WHAT YOU HAVE TO DO ▸ Copy out every line exactly as given.

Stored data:
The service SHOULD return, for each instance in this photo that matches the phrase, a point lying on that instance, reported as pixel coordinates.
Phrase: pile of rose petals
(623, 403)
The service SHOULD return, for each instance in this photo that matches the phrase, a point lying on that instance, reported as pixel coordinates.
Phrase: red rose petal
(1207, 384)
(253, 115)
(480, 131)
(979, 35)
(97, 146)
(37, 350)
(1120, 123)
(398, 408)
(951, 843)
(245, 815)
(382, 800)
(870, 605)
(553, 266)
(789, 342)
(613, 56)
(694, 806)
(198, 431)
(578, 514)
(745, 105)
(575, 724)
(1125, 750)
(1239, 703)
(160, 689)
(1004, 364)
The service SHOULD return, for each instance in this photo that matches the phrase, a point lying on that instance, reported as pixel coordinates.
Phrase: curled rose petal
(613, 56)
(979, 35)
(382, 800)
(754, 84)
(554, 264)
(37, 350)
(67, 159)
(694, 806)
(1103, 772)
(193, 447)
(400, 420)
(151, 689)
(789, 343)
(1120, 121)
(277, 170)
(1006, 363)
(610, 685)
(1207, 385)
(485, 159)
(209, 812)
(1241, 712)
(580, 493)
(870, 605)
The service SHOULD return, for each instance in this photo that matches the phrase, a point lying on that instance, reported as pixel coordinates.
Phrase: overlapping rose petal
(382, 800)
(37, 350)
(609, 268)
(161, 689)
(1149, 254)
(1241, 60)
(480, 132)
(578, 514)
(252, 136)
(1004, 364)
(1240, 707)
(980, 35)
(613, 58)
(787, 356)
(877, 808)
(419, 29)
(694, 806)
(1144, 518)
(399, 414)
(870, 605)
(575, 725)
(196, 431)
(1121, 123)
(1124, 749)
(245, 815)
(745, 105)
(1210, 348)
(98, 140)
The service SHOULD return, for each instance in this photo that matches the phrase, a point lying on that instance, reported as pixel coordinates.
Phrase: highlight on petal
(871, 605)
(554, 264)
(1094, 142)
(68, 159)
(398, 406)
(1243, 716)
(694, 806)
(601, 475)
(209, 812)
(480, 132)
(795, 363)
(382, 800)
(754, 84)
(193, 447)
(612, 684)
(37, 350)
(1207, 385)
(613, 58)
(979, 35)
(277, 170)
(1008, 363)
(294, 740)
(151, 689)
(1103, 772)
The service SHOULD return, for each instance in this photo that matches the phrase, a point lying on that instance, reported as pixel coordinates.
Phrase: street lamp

FINISHED ANSWER ▸
The service SHOULD return, for each instance in this photo that matches the phrase, a point lying on that instance, reported as pixel coordinates.
Phrase: pile of rose petals
(623, 403)
The service SHOULD return, for each instance in this photo that matches the phrase, a point lying on that instance, reported as pixel coordinates.
Phrase: red rose petal
(1207, 384)
(253, 115)
(480, 131)
(979, 35)
(97, 146)
(37, 350)
(1120, 123)
(398, 408)
(951, 843)
(245, 815)
(382, 800)
(870, 605)
(553, 266)
(789, 342)
(613, 56)
(694, 806)
(198, 431)
(578, 514)
(745, 105)
(575, 724)
(1125, 750)
(1239, 703)
(160, 689)
(1004, 364)
The service SHOULD return, for each instance in this photo that matches the phrase, a point lying on that instance, reported as pixel coordinates.
Phrase: curled rose petal
(613, 56)
(979, 35)
(382, 800)
(754, 84)
(554, 264)
(37, 350)
(67, 159)
(694, 806)
(1103, 772)
(193, 447)
(400, 420)
(151, 689)
(789, 343)
(1120, 121)
(277, 170)
(1006, 363)
(610, 685)
(1207, 385)
(485, 159)
(209, 812)
(1241, 712)
(580, 493)
(870, 605)
The service SHOULD return, for each instance in this photo that matches the phrase, a point lying on that instance, reported as pixel coordinates.
Phrase: overlapping rose petal
(382, 800)
(37, 350)
(609, 268)
(161, 689)
(1149, 254)
(1241, 60)
(480, 132)
(578, 514)
(252, 136)
(1004, 364)
(1240, 707)
(980, 35)
(613, 58)
(787, 356)
(877, 808)
(419, 29)
(694, 806)
(1144, 518)
(399, 414)
(870, 605)
(575, 725)
(196, 431)
(1121, 123)
(1124, 749)
(245, 815)
(745, 105)
(1210, 348)
(98, 140)
The service SHOULD return, for each instance in this photo that matches the phrase, a point lying on that instance, reported as pixel coordinates.
Phrase: highlight on petal
(871, 605)
(554, 264)
(1094, 142)
(68, 159)
(398, 406)
(1243, 716)
(694, 806)
(601, 475)
(209, 812)
(480, 132)
(795, 363)
(382, 800)
(754, 84)
(193, 447)
(612, 684)
(37, 350)
(1207, 385)
(613, 58)
(979, 35)
(277, 170)
(1008, 363)
(294, 740)
(151, 689)
(1103, 772)
The service SHOULD return, for each instance in this photo that matches the phrase, a point lying on that instance, reported as pixel coordinates.
Phrase: street lamp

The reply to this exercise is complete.